[Dataset records]
++++++++++++++++++++
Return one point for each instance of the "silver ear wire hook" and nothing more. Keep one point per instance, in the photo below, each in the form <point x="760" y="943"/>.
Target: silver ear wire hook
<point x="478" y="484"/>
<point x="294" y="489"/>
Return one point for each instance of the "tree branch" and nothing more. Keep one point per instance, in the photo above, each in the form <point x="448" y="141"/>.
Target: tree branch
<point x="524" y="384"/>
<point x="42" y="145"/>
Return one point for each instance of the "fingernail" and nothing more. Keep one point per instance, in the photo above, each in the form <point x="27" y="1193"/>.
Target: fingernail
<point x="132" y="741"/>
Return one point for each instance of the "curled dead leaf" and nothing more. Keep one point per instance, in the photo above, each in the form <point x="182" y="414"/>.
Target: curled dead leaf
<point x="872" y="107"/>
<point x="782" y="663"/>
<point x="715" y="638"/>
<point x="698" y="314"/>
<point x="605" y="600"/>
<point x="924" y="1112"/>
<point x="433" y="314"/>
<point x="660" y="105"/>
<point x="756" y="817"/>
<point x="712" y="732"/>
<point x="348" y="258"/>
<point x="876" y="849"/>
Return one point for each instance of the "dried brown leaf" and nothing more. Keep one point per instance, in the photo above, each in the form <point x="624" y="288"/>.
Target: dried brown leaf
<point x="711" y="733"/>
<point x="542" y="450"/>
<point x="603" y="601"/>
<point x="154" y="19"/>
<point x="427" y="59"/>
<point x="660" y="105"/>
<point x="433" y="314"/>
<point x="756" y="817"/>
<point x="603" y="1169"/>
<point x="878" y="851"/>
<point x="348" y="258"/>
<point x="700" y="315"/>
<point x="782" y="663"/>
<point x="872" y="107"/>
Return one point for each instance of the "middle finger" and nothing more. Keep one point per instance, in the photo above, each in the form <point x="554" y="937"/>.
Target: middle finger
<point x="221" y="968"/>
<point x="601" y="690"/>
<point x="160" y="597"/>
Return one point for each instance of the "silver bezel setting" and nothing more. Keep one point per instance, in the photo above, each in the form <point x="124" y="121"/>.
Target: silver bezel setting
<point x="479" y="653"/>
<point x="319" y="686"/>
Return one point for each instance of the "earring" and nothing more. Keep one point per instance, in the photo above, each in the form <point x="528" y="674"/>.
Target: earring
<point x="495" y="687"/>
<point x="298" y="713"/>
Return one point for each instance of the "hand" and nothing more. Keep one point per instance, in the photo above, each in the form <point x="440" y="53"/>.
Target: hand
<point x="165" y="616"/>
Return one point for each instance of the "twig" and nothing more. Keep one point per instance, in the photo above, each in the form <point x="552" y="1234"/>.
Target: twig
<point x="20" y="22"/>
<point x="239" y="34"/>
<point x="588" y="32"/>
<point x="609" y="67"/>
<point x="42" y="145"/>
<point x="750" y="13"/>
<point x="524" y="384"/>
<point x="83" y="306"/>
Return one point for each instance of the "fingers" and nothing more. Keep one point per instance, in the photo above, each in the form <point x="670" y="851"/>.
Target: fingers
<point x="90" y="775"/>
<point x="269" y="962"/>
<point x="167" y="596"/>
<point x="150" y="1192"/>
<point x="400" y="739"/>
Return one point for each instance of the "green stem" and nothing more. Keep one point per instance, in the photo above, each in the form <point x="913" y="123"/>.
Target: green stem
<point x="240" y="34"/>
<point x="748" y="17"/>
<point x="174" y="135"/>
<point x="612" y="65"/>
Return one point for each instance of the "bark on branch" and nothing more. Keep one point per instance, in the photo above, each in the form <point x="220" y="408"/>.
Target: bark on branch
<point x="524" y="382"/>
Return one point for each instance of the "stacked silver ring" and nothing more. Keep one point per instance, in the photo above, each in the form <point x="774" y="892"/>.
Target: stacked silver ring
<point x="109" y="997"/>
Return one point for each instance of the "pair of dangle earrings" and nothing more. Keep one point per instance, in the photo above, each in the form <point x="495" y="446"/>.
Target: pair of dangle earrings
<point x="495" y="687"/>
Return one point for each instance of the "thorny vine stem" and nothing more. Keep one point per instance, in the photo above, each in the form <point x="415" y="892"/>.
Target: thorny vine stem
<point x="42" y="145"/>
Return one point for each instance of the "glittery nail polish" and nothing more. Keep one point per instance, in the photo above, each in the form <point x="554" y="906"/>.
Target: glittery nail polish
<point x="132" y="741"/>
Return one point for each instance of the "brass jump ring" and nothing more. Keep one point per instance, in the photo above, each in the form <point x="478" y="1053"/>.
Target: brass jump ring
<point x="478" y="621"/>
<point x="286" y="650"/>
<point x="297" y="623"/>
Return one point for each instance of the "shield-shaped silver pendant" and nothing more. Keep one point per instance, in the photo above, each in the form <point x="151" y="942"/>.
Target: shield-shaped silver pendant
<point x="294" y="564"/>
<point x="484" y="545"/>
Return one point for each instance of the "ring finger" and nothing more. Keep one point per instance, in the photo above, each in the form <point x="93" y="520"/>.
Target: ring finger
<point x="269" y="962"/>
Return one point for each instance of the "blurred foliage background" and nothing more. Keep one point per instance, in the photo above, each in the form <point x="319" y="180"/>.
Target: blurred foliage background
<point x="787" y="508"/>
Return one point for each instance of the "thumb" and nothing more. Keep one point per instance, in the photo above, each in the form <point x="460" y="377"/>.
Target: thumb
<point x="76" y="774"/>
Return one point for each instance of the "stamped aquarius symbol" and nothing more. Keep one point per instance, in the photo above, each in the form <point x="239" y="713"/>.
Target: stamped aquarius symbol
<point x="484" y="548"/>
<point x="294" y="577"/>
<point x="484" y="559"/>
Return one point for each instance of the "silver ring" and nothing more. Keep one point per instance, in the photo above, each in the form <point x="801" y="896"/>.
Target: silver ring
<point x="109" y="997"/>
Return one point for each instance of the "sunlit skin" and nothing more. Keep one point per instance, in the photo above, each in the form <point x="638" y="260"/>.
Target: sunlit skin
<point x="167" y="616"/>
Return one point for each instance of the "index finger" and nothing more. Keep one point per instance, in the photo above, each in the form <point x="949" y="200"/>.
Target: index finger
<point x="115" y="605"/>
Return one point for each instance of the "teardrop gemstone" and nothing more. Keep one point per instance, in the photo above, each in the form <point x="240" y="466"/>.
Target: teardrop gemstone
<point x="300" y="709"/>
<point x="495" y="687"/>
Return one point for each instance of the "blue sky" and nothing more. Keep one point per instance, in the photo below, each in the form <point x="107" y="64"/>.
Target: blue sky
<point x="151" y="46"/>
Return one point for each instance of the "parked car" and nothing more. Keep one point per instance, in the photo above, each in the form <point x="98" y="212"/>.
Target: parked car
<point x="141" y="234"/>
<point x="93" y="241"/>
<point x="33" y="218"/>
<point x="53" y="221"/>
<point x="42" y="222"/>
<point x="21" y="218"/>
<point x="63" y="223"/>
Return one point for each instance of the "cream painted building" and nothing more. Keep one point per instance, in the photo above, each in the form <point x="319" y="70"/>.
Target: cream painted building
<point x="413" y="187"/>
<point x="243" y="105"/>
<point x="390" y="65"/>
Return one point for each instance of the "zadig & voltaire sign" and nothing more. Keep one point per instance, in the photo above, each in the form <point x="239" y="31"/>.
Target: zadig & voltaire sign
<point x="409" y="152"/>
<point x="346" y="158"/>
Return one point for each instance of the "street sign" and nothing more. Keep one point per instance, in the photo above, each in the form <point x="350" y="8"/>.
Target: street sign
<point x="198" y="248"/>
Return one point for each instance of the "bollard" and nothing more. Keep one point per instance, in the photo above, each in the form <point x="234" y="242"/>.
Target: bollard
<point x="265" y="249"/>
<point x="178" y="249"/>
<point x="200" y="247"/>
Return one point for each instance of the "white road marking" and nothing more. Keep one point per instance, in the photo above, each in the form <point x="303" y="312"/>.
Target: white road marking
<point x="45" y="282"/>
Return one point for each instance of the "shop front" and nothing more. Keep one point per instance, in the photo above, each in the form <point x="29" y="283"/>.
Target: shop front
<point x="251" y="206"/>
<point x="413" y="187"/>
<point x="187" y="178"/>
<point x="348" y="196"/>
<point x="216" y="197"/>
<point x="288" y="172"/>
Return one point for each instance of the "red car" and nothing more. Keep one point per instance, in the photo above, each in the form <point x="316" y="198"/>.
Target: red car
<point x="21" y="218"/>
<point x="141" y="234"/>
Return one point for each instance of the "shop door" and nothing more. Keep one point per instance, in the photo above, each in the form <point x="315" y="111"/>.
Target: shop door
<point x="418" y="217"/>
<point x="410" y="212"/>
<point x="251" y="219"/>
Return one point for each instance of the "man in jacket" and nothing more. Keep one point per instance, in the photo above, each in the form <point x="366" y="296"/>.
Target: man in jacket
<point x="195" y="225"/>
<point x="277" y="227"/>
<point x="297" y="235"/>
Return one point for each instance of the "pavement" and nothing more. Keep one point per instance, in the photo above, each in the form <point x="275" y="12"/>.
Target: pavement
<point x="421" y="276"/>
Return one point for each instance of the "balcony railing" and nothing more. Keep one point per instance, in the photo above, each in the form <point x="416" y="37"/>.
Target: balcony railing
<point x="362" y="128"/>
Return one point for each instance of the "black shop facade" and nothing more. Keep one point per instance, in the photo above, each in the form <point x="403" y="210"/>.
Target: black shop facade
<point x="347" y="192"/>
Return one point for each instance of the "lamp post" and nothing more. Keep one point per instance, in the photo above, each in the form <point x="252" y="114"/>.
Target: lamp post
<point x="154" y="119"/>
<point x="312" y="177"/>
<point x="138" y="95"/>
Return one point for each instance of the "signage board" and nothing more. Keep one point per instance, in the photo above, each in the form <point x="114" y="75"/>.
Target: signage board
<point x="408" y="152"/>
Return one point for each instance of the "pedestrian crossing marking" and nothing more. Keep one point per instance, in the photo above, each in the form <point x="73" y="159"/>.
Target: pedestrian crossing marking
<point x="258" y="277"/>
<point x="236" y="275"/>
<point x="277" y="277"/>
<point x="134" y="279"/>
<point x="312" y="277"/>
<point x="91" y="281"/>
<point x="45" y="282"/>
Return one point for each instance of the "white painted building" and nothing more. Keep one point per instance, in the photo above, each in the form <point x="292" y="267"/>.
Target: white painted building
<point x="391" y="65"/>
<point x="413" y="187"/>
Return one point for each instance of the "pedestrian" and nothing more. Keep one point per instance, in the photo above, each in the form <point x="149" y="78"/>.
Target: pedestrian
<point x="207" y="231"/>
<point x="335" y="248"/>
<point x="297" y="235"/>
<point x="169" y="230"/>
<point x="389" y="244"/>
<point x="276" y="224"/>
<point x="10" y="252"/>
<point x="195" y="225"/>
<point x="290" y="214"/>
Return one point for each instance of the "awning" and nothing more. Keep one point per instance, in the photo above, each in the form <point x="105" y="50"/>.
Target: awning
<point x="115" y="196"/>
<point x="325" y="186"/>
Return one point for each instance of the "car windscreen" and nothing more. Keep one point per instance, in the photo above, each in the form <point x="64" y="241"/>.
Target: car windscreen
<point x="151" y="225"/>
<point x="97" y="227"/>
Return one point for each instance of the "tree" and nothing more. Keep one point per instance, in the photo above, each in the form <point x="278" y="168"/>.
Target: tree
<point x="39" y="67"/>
++++++++++++++++++++
GOAL OF THE EXERCISE: Pull out every line of the rows above that contains the string "stem", treating uppercase and lowercase as different.

TASK ANSWER:
Return one point for each instance of the "green stem" and nothing more. Keep one point per instance, in the photo above, each in the form <point x="913" y="123"/>.
Target: green stem
Return one point for each instance of the "thorny vine stem" and nothing more. Keep one point per instance, in the photo above, each in the form <point x="415" y="892"/>.
Target: thorny vine stem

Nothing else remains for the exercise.